**Text block**
——

A Searing Look at Iraqi Politics in the 60s: Fuad al-Takarli's 'Long Way Back'

By 
Susan Muaddi Darraj

The Long Way Back

By Fuad al-Takarli. 
New York: AUC Press, 2001. 379 pp.

In February of 1963, a cohort of Baathist civilians and soldiers overthrew the republican regime of Abd al-Karim Qasim in Iraq. The leader, who had himself been responsible for ousting King Faisal II in 1958, had become unpopular with the pan-Arabist and the Communist forces within his country. This, combined with other political factors, led to the downfall of his government and his assassination. "The Long Way Back," by the winner of the 2000 Owais Prize for the Arabic Novel, Fuad al-Takarli, takes place in the days and weeks before the eruption of the streets of Baghdad and the assassination of Qasim, who did seek refuge in the Ministry of Defense for 24 hours but was eventually executed, along with several of his top aides. While the nation spins toward violence and unrest, "The Long Way Back" describes a family whose inner, personal turmoil will become inextricably caught up with and unhappily resolved by the political chaos around them.

——

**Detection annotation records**
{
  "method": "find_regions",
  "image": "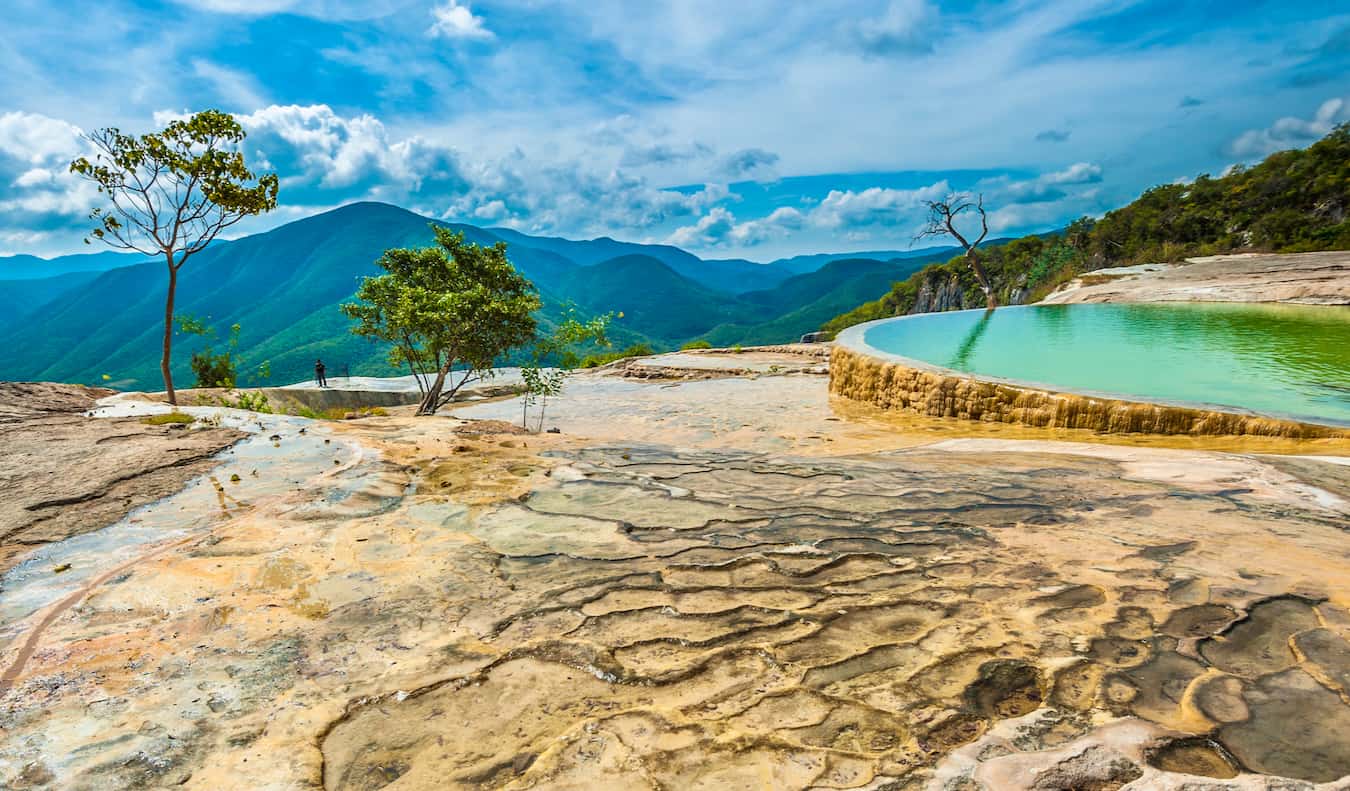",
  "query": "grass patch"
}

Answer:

——

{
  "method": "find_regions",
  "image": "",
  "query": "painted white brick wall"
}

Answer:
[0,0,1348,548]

——

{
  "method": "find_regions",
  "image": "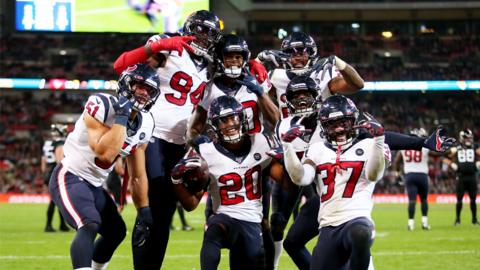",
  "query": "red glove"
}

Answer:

——

**Set of tasks**
a - Render this sentence from the review of "The Long Way Back" in Spanish: "The leader, who had himself been responsible for ousting King Faisal II in 1958, had become unpopular with the pan-Arabist and the Communist forces within his country."
b - Name every person mentioned in the review of "The Long Way Back."
None of the records are needed.

**Results for the exercise**
a - El líder, quien a su vez había sido el responsable de derrocar al rey Faisal II en 1958, se había vuelto impopular entre las fuerzas panarabistas y comunistas de su país.

b -
Susan Muaddi Darraj
Fuad al-Takarli
Abd al-Karim Qasim
King Faisal II